───── DATA SHOWN
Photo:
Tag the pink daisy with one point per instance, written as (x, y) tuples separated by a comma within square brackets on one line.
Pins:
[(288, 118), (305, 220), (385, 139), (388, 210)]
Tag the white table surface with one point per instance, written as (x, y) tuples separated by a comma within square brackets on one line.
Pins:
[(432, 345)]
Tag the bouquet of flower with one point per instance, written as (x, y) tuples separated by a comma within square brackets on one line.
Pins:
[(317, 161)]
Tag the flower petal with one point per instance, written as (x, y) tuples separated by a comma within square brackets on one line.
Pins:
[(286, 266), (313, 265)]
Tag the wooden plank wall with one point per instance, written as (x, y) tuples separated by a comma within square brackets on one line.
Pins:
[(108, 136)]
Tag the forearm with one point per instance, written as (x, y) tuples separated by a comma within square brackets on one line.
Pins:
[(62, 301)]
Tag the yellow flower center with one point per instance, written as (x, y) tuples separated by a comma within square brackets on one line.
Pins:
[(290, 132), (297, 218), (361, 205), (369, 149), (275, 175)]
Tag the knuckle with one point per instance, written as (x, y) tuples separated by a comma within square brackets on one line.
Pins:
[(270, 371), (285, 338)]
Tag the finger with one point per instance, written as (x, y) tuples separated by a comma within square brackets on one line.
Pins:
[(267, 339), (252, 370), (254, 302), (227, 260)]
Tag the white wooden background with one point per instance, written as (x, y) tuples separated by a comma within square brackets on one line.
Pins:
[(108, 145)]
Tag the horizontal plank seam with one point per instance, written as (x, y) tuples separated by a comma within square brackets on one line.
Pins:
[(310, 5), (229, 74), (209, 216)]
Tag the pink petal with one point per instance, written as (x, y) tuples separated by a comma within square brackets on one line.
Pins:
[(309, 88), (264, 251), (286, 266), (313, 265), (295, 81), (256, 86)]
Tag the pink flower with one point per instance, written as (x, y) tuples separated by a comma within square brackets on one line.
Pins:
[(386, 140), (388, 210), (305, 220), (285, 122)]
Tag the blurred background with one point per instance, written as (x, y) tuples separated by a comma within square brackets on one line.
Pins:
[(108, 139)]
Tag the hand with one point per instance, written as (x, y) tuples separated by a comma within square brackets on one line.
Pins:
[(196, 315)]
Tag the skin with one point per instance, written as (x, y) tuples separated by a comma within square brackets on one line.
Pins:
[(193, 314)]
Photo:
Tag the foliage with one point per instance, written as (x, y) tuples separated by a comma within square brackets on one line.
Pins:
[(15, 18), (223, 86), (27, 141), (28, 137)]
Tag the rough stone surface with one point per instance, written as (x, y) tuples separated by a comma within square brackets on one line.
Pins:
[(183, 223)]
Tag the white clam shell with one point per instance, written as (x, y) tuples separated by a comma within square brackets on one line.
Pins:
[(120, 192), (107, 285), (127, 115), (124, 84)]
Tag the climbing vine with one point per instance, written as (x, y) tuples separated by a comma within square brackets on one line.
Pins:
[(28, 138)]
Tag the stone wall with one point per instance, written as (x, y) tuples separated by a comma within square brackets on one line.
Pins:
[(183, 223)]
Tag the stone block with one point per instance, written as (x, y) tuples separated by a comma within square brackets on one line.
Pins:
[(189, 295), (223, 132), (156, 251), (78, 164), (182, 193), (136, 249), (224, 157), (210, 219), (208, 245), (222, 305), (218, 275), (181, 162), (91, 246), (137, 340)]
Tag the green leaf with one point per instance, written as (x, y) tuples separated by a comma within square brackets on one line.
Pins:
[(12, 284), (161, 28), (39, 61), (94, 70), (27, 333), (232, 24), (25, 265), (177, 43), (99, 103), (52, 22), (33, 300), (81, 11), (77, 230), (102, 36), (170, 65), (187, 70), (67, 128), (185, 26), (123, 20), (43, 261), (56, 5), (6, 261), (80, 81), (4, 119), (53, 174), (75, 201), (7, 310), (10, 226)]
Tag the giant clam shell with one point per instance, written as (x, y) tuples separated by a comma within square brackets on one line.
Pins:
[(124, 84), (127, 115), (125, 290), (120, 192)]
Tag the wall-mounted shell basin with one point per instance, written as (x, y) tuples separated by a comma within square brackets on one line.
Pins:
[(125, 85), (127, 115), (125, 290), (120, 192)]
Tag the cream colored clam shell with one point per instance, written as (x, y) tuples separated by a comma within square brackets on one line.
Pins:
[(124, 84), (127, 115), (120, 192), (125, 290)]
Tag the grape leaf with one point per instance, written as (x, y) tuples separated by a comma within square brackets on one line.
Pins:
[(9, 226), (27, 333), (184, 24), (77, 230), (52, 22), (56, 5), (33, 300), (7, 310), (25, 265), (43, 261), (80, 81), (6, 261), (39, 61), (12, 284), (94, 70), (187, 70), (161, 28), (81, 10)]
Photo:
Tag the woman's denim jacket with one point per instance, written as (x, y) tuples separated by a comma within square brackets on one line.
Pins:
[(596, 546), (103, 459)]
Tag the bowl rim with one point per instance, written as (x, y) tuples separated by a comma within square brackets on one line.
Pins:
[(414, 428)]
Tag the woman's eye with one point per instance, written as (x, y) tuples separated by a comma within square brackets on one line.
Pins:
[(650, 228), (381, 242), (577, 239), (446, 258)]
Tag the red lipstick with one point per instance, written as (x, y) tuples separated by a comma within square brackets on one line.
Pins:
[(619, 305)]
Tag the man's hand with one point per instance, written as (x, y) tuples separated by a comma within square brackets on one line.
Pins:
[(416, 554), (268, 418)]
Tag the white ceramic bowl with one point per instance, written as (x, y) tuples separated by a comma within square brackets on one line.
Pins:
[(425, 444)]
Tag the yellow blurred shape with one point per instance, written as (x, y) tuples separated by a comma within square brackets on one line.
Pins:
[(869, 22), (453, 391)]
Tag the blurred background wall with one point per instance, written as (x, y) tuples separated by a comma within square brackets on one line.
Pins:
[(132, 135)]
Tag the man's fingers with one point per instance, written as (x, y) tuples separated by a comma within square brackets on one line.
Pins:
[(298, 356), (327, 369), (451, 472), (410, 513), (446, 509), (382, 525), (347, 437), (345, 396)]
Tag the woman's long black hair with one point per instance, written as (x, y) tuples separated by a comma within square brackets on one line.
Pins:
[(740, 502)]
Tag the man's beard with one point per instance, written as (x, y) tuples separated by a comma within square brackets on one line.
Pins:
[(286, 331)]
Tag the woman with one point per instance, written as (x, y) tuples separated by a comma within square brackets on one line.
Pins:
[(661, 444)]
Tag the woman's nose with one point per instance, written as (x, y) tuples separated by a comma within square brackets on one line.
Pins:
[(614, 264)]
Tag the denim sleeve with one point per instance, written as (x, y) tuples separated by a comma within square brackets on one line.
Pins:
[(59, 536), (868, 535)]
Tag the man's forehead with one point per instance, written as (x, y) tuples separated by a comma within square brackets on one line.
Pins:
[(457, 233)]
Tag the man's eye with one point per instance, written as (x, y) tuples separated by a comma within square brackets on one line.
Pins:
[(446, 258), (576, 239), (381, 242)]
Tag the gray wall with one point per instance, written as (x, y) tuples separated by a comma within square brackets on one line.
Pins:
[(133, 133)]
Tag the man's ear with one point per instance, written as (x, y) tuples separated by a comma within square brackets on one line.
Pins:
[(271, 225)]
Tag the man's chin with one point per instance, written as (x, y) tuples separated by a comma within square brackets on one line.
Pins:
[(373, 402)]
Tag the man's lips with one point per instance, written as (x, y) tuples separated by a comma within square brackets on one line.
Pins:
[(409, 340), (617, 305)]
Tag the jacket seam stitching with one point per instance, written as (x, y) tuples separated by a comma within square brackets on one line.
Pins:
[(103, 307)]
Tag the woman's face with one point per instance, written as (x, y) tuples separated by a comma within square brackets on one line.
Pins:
──────────
───── DATA SHOWN
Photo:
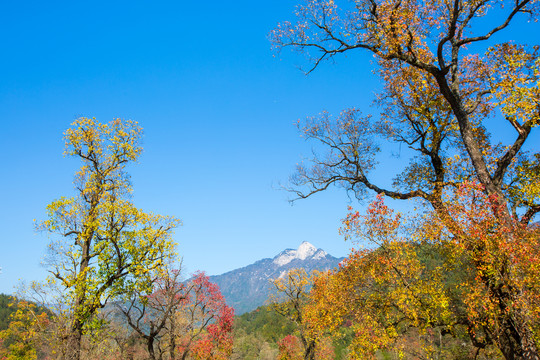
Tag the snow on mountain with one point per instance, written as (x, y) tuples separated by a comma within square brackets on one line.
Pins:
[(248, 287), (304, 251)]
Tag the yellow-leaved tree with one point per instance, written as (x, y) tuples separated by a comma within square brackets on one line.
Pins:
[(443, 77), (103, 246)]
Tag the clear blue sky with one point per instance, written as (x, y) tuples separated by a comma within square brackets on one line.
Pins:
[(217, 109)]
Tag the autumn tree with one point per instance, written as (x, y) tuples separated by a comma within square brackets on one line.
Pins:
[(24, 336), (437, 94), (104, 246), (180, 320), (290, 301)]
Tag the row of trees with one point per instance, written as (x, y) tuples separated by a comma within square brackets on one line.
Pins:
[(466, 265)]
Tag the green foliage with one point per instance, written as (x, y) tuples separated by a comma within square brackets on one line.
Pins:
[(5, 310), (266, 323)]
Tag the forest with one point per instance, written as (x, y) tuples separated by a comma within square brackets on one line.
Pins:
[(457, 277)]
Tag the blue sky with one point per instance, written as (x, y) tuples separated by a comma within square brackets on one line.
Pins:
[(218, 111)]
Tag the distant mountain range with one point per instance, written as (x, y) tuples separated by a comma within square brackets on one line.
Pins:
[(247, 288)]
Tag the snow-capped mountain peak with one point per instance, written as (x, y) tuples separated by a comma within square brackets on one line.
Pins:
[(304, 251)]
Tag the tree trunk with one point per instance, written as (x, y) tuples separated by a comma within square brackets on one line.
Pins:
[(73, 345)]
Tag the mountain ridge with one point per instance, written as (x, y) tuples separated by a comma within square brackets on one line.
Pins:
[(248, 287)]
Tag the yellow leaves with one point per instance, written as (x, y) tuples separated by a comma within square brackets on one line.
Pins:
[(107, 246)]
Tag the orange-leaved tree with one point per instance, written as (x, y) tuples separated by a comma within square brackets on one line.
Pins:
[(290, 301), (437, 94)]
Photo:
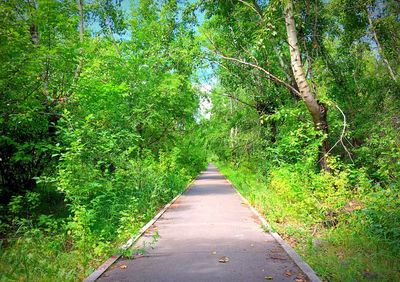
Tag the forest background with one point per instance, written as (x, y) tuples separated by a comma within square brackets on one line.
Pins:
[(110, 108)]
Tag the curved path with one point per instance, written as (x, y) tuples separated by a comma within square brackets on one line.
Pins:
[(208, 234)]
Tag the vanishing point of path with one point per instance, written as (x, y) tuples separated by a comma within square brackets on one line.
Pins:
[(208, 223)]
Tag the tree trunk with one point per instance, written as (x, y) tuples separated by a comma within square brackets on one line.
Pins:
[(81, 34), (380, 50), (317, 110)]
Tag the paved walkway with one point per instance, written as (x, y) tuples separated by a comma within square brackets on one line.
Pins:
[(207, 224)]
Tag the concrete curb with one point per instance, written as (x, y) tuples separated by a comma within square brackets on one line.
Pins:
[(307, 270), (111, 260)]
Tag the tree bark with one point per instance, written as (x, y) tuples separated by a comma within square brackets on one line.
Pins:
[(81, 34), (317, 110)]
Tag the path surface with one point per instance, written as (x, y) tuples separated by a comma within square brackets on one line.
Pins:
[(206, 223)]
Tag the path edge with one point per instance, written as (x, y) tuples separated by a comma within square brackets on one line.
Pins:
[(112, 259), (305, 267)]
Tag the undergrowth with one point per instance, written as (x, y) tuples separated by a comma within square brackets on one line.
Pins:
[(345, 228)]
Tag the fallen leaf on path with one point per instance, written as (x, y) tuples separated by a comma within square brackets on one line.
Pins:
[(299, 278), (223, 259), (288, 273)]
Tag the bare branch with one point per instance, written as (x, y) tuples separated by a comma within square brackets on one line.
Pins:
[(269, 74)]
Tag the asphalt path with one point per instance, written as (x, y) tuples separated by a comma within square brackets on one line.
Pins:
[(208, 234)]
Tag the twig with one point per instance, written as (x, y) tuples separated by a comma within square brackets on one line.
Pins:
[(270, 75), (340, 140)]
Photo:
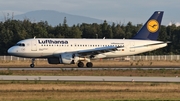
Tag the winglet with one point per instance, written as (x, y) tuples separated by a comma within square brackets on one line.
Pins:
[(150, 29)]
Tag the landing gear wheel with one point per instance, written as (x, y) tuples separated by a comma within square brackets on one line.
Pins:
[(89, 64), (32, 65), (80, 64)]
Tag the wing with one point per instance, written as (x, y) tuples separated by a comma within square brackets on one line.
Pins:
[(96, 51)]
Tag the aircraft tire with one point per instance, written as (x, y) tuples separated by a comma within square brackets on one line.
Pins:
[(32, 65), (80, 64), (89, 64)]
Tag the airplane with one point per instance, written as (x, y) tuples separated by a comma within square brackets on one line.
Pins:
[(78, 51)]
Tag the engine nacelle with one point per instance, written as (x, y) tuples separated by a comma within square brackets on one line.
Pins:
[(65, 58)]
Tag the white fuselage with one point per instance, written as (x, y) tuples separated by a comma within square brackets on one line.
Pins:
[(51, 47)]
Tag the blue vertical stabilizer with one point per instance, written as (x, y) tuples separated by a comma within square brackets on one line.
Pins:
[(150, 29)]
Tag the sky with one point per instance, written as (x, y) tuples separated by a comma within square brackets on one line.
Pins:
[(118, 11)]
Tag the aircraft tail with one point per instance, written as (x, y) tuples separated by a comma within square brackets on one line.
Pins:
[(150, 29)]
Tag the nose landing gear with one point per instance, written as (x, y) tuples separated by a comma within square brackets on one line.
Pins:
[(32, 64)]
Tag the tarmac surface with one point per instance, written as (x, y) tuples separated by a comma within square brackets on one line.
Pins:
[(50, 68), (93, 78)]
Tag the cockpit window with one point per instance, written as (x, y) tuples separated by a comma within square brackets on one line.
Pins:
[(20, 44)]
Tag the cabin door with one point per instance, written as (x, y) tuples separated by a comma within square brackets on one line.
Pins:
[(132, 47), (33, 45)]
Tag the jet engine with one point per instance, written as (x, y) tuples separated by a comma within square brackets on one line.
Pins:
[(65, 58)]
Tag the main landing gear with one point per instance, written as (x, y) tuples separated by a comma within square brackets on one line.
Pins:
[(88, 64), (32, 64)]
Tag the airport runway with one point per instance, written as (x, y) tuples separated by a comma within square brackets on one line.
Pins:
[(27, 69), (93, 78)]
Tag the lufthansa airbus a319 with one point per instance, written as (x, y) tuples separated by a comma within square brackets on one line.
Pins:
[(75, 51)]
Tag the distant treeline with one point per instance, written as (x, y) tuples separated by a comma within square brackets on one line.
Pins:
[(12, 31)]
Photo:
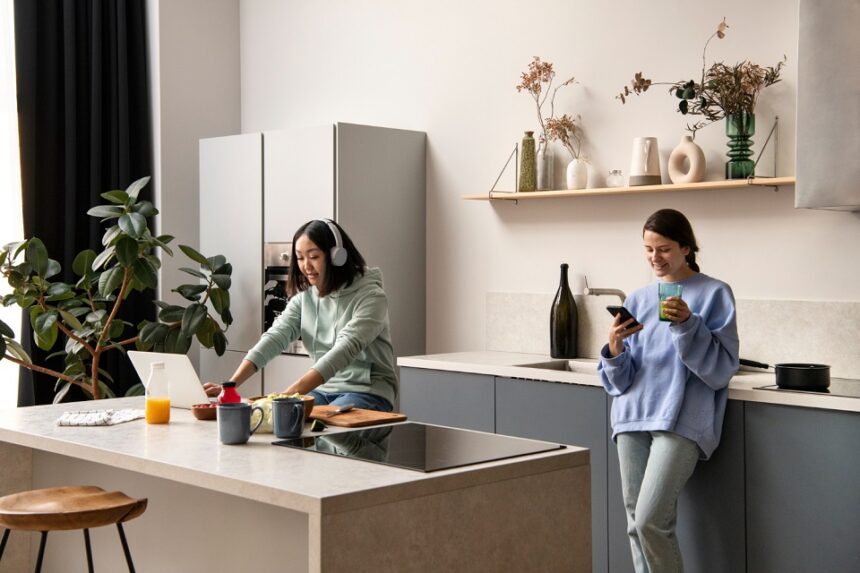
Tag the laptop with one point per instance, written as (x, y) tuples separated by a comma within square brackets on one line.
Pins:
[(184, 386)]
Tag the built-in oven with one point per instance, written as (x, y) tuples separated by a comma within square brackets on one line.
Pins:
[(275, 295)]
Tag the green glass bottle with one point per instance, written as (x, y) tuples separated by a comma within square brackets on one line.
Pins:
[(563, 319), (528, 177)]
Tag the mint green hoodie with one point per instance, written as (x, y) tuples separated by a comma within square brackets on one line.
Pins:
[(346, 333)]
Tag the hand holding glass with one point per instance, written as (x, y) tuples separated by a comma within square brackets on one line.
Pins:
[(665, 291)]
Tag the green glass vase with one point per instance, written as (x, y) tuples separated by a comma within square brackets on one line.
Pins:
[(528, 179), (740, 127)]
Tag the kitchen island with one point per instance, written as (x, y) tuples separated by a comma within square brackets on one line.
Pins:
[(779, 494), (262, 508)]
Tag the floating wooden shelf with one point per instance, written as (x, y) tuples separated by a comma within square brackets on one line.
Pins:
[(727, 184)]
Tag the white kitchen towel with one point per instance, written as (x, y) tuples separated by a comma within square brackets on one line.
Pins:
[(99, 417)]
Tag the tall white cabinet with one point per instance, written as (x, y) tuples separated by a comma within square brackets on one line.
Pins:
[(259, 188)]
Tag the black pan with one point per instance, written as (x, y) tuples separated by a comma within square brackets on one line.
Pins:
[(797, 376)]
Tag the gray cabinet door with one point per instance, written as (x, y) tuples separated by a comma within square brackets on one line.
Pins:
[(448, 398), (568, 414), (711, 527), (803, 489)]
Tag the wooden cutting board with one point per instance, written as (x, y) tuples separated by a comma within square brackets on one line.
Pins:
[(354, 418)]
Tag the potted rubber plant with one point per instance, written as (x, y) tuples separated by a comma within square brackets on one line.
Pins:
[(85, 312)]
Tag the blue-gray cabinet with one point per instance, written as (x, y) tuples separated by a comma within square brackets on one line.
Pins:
──────────
Reproduce the stretch from the line containing "Tag the knuckle" through the line containing "[(267, 339), (252, 370), (254, 302), (227, 260)]", replacing "Pins" with "Points" and keeping everything else the same.

### SOLUTION BELOW:
Tag the knuckle with one point per instance, written as (x, y) tuples separated by a comma within square brackets on one line.
Points:
[(270, 371), (285, 338)]
Tag the finger with one point per instance, written as (x, y) tuples separated by a comma within square brackets on one line.
Points:
[(267, 339), (252, 370), (254, 302), (227, 260)]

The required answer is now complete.